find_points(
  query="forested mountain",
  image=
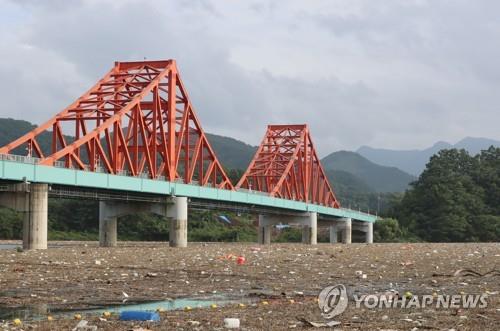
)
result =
(379, 178)
(414, 161)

Exercise description:
Word for word, restate all of the records. Exclude the pictures.

Solution:
find_points(
  query="forested mountain",
  image=
)
result =
(379, 178)
(414, 161)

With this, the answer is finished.